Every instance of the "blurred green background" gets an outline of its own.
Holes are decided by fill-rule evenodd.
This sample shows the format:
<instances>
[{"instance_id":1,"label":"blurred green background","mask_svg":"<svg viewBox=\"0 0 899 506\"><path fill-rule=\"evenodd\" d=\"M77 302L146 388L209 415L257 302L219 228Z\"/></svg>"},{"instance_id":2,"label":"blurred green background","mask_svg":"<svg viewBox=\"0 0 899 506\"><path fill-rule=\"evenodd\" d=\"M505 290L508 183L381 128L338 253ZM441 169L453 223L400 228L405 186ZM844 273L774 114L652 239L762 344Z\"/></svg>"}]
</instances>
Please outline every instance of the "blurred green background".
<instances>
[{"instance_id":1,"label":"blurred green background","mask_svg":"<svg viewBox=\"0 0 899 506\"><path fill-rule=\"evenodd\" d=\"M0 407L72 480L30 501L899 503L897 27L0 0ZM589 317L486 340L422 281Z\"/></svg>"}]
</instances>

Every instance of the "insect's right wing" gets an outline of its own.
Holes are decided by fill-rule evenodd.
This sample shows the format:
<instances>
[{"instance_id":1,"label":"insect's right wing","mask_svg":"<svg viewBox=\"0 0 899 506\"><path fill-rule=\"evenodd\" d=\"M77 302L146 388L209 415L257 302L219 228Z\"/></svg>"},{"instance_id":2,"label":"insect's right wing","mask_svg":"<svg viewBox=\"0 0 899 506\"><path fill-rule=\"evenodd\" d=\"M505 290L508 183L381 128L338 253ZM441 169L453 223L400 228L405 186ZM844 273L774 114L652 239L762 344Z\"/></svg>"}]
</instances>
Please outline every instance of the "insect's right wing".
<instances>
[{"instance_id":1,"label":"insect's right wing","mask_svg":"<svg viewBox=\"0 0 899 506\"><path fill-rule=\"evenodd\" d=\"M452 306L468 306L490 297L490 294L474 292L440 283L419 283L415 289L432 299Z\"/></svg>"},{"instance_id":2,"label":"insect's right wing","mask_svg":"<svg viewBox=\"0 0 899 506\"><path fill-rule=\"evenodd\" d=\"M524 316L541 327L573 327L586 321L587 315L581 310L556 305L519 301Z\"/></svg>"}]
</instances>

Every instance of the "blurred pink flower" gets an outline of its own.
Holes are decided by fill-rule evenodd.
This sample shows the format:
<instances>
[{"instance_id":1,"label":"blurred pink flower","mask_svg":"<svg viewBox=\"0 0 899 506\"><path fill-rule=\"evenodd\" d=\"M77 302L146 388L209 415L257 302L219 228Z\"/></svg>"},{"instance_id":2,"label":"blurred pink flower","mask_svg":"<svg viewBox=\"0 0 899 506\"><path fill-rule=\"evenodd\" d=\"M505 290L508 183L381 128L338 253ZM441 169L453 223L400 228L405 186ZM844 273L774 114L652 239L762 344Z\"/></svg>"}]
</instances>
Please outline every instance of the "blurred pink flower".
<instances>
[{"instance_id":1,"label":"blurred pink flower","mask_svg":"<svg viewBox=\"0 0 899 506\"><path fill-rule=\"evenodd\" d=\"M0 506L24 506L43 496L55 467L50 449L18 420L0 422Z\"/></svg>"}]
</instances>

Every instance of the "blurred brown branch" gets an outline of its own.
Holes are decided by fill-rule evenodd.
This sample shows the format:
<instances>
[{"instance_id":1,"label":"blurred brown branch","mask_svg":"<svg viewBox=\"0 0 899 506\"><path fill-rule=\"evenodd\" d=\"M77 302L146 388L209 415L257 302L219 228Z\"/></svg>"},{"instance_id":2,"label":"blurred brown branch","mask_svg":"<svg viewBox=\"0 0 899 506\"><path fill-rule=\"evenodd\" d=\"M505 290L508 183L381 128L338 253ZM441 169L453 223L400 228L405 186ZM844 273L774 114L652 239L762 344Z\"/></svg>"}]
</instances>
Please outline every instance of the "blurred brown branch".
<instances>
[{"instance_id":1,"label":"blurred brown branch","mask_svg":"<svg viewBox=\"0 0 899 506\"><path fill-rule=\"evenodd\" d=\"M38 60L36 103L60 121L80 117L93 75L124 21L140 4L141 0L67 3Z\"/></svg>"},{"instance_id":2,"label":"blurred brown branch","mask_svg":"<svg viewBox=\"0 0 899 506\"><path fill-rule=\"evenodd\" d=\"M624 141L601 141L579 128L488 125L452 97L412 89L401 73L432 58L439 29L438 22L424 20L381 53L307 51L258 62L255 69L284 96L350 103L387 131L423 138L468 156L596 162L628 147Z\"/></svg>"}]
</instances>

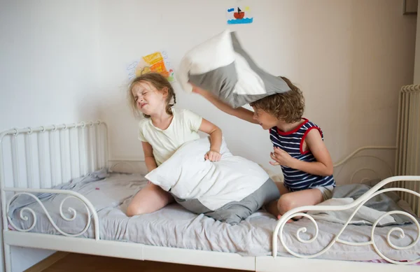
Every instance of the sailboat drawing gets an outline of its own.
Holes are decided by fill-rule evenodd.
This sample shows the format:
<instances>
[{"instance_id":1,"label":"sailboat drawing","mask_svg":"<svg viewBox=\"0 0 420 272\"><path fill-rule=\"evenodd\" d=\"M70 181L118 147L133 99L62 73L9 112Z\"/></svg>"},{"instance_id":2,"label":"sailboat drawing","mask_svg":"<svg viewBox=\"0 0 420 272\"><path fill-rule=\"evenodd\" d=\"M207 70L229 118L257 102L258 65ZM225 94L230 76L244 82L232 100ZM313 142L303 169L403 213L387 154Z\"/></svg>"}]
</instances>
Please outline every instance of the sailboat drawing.
<instances>
[{"instance_id":1,"label":"sailboat drawing","mask_svg":"<svg viewBox=\"0 0 420 272\"><path fill-rule=\"evenodd\" d=\"M227 24L251 24L253 21L253 17L249 17L250 8L248 6L245 7L245 11L242 10L239 7L237 7L235 11L234 8L227 9ZM233 15L233 16L232 16ZM246 17L245 15L246 15Z\"/></svg>"}]
</instances>

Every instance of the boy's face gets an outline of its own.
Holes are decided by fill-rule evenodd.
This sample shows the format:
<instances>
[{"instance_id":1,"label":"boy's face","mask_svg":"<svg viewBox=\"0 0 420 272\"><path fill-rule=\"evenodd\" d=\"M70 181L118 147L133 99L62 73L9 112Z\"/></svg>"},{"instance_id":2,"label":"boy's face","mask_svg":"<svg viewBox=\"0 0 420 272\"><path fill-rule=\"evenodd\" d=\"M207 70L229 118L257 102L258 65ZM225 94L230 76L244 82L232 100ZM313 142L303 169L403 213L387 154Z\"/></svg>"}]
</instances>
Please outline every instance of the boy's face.
<instances>
[{"instance_id":1,"label":"boy's face","mask_svg":"<svg viewBox=\"0 0 420 272\"><path fill-rule=\"evenodd\" d=\"M260 123L263 129L270 129L277 125L279 120L274 116L260 108L252 108L254 110L253 118Z\"/></svg>"}]
</instances>

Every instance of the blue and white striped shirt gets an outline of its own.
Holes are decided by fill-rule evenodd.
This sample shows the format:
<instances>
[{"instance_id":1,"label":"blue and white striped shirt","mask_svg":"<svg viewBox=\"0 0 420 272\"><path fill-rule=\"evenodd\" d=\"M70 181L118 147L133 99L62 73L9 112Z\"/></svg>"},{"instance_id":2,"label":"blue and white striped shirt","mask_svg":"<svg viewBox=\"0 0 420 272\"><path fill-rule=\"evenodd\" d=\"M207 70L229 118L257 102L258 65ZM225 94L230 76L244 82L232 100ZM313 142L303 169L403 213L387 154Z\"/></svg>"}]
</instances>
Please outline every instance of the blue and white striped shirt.
<instances>
[{"instance_id":1,"label":"blue and white striped shirt","mask_svg":"<svg viewBox=\"0 0 420 272\"><path fill-rule=\"evenodd\" d=\"M303 118L304 122L294 130L281 131L276 127L270 130L270 138L274 147L281 148L295 159L303 162L316 162L311 150L303 151L303 143L312 129L318 129L323 141L322 131L315 124ZM300 170L281 166L284 175L284 186L290 192L300 191L317 187L335 186L332 176L323 177L309 174Z\"/></svg>"}]
</instances>

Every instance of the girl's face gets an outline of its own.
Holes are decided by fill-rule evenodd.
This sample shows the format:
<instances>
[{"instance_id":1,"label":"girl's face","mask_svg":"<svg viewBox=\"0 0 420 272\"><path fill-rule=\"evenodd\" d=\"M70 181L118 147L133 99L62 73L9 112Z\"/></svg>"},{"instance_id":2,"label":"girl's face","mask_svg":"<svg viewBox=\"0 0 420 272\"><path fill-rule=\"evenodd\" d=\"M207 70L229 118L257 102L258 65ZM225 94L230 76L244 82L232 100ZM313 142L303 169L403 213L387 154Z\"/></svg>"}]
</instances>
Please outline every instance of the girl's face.
<instances>
[{"instance_id":1,"label":"girl's face","mask_svg":"<svg viewBox=\"0 0 420 272\"><path fill-rule=\"evenodd\" d=\"M272 127L276 127L279 122L279 120L271 114L260 109L253 107L254 114L253 118L260 123L263 129L270 129Z\"/></svg>"},{"instance_id":2,"label":"girl's face","mask_svg":"<svg viewBox=\"0 0 420 272\"><path fill-rule=\"evenodd\" d=\"M152 84L140 81L134 84L132 93L137 108L146 115L159 113L166 108L167 91L159 91Z\"/></svg>"}]
</instances>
###
--- Task requirements ---
Exactly as written, give again every line from the one containing "Every instance of the girl's face gets" through the last line of the material above, and no other lines.

--- Result for this exercise ---
Every instance of the girl's face gets an outline of its own.
Holes are decided by fill-rule evenodd.
This sample shows the format:
<instances>
[{"instance_id":1,"label":"girl's face","mask_svg":"<svg viewBox=\"0 0 420 272\"><path fill-rule=\"evenodd\" d=\"M70 181L118 147L133 99L62 73L9 112Z\"/></svg>"},{"instance_id":2,"label":"girl's face","mask_svg":"<svg viewBox=\"0 0 420 272\"><path fill-rule=\"evenodd\" d=\"M207 70L229 118L257 102L258 65ZM225 94L230 76L244 82L232 100ZM313 142L303 169L403 213L387 154Z\"/></svg>"}]
</instances>
Please outline every instance of the girl's face.
<instances>
[{"instance_id":1,"label":"girl's face","mask_svg":"<svg viewBox=\"0 0 420 272\"><path fill-rule=\"evenodd\" d=\"M272 127L276 127L279 122L279 120L271 114L260 109L253 107L254 114L253 118L260 123L263 129L270 129Z\"/></svg>"},{"instance_id":2,"label":"girl's face","mask_svg":"<svg viewBox=\"0 0 420 272\"><path fill-rule=\"evenodd\" d=\"M152 84L140 81L134 84L132 93L137 108L146 115L159 113L166 108L167 91L159 91Z\"/></svg>"}]
</instances>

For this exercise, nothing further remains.